What is required>
Reproduce the records from the beginning through the line containing "top-left (211, 587), bottom-right (645, 611)", substituting "stone step" for "concrete step" and leaving everything else unchanged.

===== Working data

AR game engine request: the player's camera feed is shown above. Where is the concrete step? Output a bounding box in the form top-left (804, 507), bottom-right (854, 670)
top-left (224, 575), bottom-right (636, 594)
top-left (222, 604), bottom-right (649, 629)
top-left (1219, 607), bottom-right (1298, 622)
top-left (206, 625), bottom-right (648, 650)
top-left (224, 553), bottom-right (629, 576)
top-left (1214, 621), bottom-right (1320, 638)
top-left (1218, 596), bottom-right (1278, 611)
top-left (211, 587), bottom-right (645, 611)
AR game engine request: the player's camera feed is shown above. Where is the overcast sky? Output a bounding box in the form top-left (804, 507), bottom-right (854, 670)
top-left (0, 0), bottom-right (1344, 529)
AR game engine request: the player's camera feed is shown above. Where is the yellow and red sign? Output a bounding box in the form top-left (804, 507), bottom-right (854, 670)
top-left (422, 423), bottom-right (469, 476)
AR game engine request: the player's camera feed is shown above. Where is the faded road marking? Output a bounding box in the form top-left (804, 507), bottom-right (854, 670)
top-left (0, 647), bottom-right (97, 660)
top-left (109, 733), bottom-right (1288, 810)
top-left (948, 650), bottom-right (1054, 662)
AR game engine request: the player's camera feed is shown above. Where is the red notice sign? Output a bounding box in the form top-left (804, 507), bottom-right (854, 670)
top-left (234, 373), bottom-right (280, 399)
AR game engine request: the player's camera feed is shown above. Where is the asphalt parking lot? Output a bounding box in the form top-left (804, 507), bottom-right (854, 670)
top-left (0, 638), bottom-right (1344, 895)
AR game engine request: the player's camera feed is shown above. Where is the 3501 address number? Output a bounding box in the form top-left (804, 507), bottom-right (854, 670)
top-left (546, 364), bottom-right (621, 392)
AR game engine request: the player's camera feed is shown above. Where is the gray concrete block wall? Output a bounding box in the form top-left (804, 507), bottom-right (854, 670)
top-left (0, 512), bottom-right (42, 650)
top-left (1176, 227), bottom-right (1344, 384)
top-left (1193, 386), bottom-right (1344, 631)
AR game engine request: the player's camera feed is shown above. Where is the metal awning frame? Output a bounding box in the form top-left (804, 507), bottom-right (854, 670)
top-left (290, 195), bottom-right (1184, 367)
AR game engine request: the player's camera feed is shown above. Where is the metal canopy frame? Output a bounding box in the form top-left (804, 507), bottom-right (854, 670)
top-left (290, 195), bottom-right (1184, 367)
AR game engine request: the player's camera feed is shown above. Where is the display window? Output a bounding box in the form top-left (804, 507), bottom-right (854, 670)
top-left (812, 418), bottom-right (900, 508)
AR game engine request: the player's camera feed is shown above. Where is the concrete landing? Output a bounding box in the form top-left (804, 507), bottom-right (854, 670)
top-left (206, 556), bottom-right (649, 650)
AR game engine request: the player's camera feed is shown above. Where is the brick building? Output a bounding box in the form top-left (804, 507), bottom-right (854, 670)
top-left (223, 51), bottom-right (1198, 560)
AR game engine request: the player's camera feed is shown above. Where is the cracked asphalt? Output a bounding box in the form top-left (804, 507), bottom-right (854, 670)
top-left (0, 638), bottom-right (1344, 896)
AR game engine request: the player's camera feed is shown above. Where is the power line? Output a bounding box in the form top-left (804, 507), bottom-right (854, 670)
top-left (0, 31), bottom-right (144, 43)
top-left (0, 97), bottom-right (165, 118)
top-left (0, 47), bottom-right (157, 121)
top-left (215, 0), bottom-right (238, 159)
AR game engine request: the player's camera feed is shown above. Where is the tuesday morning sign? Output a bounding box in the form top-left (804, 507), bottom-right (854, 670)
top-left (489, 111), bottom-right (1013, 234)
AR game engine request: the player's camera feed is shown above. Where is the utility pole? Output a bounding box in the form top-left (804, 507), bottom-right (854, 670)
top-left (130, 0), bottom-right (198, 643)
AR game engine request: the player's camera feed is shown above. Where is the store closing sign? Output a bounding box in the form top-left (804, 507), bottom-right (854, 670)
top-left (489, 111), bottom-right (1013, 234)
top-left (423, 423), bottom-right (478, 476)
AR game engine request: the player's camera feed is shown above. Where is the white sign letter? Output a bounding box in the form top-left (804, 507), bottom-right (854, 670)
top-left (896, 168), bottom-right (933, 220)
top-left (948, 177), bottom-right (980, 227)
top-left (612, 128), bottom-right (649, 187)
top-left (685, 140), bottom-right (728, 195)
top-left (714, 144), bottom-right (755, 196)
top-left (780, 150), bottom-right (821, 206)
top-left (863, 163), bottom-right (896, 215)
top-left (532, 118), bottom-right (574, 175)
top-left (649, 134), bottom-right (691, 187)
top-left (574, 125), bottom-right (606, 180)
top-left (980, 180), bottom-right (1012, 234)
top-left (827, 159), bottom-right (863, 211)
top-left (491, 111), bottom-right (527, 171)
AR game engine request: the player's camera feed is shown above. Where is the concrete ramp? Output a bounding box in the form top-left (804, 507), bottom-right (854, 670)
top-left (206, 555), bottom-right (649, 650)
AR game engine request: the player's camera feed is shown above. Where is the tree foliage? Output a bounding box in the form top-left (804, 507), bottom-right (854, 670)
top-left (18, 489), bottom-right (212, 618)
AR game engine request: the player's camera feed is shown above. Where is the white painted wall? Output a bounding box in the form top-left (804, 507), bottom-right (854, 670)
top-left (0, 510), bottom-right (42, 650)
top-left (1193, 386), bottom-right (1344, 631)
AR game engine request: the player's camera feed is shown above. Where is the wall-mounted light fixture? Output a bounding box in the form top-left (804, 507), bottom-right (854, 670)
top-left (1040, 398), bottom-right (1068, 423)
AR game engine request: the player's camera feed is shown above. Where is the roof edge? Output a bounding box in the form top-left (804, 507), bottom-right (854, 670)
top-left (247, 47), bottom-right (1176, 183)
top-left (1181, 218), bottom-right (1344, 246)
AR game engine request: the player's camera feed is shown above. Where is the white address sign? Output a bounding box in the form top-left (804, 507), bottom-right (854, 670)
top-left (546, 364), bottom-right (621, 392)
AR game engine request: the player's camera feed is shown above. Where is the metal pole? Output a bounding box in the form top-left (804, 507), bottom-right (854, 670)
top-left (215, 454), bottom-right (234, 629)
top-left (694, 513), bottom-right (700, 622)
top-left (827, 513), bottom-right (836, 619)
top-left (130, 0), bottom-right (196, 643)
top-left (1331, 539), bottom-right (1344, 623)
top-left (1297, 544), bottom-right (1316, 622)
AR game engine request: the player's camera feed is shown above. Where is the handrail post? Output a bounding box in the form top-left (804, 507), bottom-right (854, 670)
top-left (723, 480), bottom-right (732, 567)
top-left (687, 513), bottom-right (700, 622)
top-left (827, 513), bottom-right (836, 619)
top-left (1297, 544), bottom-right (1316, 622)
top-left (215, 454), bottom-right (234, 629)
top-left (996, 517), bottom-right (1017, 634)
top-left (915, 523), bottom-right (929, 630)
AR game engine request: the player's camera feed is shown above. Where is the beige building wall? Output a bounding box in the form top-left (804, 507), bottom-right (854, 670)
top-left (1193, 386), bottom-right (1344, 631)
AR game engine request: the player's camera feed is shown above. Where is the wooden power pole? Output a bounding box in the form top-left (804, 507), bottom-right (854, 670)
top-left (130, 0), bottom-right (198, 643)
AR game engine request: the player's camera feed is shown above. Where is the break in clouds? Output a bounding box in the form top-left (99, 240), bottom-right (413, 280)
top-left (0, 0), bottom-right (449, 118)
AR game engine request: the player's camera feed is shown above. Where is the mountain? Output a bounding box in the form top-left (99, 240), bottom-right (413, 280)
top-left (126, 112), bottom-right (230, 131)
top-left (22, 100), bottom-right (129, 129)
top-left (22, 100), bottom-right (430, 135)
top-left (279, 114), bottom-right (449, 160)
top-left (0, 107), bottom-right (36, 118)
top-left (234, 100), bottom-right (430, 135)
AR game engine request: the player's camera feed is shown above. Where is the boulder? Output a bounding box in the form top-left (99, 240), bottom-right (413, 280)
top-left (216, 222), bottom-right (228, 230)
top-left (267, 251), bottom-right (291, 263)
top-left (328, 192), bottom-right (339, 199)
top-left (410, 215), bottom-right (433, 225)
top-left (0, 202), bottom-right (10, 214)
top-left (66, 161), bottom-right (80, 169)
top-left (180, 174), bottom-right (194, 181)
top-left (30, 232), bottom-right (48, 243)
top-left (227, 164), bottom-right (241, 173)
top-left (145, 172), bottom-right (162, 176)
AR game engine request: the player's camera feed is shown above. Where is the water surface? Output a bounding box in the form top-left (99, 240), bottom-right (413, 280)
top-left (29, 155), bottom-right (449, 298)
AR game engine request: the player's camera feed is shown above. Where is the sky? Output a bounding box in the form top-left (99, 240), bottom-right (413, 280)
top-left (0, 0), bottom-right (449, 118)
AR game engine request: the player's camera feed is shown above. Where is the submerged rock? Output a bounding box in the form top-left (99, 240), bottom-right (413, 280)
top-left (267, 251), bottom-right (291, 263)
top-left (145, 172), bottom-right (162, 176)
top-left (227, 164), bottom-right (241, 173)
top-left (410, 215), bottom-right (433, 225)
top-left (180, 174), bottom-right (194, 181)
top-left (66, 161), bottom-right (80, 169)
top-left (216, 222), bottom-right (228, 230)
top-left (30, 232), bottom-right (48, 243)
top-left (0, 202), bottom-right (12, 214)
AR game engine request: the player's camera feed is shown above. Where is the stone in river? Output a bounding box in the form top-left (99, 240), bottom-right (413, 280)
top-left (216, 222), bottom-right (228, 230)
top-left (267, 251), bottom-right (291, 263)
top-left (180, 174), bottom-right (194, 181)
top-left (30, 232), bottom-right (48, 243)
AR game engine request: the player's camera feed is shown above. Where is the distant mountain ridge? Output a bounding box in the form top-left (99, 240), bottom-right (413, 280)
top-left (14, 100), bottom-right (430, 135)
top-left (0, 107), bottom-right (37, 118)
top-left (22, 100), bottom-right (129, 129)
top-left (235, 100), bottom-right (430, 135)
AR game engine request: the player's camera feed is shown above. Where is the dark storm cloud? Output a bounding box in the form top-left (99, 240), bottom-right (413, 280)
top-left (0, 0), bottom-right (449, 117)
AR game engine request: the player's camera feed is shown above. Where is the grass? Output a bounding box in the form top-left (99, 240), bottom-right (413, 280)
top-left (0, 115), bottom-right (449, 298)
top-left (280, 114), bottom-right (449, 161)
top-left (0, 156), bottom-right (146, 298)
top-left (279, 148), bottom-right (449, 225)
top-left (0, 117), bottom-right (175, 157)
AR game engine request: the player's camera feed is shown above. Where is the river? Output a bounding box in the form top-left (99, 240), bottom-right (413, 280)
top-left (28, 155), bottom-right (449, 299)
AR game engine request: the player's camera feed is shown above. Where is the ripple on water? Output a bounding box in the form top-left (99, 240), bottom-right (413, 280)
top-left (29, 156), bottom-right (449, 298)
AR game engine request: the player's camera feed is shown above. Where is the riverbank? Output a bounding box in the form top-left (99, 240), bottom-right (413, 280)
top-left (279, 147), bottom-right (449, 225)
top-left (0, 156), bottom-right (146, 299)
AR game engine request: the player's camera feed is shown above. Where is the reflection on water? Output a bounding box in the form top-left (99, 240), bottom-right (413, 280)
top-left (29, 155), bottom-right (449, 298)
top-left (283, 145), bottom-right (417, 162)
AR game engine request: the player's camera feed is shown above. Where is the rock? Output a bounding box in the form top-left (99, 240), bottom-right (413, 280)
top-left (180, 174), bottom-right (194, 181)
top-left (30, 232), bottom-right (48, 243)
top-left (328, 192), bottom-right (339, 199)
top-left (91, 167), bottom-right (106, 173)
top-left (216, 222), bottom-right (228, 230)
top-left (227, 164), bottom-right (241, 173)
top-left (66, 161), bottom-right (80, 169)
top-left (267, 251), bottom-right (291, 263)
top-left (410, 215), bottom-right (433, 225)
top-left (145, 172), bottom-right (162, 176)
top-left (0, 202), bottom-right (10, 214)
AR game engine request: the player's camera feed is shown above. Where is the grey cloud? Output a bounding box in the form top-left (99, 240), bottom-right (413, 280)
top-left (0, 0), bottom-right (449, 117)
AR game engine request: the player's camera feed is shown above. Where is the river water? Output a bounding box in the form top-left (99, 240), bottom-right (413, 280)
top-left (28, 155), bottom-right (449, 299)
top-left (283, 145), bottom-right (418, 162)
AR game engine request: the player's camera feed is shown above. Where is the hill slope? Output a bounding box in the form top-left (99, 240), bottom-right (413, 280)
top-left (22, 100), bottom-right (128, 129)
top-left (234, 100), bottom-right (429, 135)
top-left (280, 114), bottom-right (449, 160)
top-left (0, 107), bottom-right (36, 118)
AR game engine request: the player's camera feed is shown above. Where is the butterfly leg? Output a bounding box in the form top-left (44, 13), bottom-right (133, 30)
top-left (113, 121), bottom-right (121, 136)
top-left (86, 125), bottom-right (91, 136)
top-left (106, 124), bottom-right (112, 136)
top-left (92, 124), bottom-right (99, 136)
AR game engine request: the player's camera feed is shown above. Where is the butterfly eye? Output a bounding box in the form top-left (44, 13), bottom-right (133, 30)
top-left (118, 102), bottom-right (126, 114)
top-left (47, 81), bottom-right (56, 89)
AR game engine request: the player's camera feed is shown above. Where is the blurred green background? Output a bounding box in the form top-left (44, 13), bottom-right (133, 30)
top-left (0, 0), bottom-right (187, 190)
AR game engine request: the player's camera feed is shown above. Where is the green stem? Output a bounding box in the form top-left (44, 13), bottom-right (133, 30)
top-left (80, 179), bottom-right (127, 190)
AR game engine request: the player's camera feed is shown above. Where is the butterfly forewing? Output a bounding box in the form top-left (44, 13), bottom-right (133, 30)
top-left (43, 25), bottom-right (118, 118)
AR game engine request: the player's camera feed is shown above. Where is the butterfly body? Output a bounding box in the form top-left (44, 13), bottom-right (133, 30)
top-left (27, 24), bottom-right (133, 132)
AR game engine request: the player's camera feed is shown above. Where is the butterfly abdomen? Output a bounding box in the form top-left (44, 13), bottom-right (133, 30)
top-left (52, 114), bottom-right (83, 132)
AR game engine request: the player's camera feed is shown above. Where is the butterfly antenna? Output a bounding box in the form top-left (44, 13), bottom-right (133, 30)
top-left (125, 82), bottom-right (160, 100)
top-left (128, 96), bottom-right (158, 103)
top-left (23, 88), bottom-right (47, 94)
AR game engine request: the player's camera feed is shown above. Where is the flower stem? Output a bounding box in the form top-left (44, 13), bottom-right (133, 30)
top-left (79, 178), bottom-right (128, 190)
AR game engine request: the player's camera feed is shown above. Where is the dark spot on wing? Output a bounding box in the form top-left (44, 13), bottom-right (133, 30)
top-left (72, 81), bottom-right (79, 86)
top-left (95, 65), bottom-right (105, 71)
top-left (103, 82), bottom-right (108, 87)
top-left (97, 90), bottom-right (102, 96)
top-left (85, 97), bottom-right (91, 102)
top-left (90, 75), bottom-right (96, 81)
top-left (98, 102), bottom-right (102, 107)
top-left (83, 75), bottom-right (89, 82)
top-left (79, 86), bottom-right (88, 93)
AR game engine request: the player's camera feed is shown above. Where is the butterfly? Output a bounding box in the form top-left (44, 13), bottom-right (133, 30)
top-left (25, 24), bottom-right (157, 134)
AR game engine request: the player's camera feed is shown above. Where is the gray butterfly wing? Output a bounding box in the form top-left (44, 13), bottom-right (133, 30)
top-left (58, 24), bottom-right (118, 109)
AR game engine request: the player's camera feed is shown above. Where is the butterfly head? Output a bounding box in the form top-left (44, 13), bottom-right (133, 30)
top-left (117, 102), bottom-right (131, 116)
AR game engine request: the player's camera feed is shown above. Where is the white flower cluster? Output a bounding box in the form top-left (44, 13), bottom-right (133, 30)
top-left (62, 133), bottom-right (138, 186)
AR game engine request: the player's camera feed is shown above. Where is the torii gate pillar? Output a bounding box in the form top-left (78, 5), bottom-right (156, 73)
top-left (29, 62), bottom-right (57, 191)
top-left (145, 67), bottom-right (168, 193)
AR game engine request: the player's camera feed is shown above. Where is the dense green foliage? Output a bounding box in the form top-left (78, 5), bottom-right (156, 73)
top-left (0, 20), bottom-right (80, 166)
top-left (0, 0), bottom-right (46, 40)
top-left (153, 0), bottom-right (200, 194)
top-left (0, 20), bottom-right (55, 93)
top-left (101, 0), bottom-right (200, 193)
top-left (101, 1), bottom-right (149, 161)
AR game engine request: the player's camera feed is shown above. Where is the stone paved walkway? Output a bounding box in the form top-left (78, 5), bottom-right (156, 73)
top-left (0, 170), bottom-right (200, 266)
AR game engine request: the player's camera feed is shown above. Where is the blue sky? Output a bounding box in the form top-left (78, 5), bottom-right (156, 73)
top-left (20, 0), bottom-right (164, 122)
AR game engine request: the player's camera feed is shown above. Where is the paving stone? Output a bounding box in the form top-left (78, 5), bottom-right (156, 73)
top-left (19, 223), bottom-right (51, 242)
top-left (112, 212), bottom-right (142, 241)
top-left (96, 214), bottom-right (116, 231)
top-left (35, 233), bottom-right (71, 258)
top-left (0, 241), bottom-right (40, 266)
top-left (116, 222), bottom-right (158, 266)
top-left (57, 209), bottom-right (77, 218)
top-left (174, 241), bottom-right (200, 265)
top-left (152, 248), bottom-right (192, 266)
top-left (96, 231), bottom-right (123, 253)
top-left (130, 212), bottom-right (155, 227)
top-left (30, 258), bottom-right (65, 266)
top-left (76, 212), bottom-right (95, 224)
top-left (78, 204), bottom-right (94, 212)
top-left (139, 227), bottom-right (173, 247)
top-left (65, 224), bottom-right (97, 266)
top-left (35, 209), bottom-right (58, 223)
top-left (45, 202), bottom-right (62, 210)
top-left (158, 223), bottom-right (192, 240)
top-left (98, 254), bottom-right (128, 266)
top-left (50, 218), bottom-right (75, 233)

==========

Solution to the exercise>
AR game engine request: the player's camera feed is shown above. Where is the stone step? Output a bounding box in the form top-left (804, 507), bottom-right (854, 670)
top-left (224, 575), bottom-right (636, 594)
top-left (222, 604), bottom-right (649, 629)
top-left (1219, 607), bottom-right (1298, 622)
top-left (206, 625), bottom-right (648, 650)
top-left (224, 553), bottom-right (629, 576)
top-left (1214, 621), bottom-right (1320, 638)
top-left (1218, 596), bottom-right (1278, 611)
top-left (211, 587), bottom-right (645, 611)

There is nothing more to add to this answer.